### Exercise task 1
Write out the lines of the listing below word for word, from the line containing "point: green wave" down to the end of the listing, including both ends.

### Selected text
You must be joking !:shock:


----------



## XxXequinegrlXxX (May 24, 2008)

i agree with what everyone else has said and i really appreciate how you have such an open mind about this horse!  
i would say keep looking
and im sorry he may not work out! (hugs)


----------



## JustDressageIt (Oct 4, 2007)

Awe Blu, I'm so sorry that this horse looks lame... other than the movement, this is the kind of horse I had pictured for you - very pretty and very broke - a packer that you'd be able to work with and build your confidence.
The horse looks very stiff even when in-hand, however a rider can make a horse look sore if they are too restricting through their own bodies.
The horse definitely "wings" with its front left, and it looks to be coming from the shoulder instead of just being a slight fault. 
Very stiff movement - absolutely no "go" in sight - now, again, a rider can make a horse look more sore than it is... if the owner is willing to pay for your vet check, then by all means get the vet check done, as long as you pick the vet... but I'm pretty sure the vet will come back with exactly what everyone here has said - he's most likely lame. Do not pay for the vet check yourselves, I'm 90% sure this horse is lame, but it's worth a check if you can get the owners to pay for it, and you use the vet of your choice.

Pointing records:
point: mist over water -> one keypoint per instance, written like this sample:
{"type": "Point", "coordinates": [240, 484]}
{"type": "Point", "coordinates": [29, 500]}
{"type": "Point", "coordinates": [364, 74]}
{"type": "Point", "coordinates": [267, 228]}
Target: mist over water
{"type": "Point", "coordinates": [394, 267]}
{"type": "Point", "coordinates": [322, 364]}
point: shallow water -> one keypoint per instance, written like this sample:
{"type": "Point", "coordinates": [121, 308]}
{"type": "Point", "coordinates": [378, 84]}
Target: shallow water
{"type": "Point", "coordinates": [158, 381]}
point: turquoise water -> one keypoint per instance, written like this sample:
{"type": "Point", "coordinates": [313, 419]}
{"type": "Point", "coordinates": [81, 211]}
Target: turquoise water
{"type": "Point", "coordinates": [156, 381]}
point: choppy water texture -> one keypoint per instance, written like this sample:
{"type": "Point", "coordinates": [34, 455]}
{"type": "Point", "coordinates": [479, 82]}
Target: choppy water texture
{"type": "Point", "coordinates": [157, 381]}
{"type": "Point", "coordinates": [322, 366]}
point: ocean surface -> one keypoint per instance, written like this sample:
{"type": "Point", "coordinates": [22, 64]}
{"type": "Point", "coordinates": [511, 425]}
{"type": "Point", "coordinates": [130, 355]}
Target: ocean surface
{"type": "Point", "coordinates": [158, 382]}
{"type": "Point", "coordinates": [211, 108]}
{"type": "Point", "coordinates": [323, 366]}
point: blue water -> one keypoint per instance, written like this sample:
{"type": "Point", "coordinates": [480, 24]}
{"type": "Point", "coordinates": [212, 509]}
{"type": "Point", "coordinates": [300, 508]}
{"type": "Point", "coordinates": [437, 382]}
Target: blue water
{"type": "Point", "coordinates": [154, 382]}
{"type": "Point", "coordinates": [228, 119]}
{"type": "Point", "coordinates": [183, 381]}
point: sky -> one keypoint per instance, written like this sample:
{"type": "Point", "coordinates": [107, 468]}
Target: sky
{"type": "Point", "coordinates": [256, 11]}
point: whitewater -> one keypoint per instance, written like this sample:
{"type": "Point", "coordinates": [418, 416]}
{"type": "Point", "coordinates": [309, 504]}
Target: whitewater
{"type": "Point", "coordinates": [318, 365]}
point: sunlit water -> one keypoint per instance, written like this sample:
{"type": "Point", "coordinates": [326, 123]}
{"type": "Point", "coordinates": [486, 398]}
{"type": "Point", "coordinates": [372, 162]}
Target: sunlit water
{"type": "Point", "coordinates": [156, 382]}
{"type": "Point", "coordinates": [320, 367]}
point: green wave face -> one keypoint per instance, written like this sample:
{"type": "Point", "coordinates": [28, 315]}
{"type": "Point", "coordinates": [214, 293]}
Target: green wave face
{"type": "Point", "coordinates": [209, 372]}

### Exercise task 2
Reproduce word for word everything in the forum thread about the horse, from "The horse looks" down to "of your choice.".

### Task result 1
point: green wave face -> one keypoint per instance, written like this sample:
{"type": "Point", "coordinates": [28, 315]}
{"type": "Point", "coordinates": [214, 293]}
Target: green wave face
{"type": "Point", "coordinates": [209, 372]}

### Task result 2
The horse looks very stiff even when in-hand, however a rider can make a horse look sore if they are too restricting through their own bodies.
The horse definitely "wings" with its front left, and it looks to be coming from the shoulder instead of just being a slight fault. 
Very stiff movement - absolutely no "go" in sight - now, again, a rider can make a horse look more sore than it is... if the owner is willing to pay for your vet check, then by all means get the vet check done, as long as you pick the vet... but I'm pretty sure the vet will come back with exactly what everyone here has said - he's most likely lame. Do not pay for the vet check yourselves, I'm 90% sure this horse is lame, but it's worth a check if you can get the owners to pay for it, and you use the vet of your choice.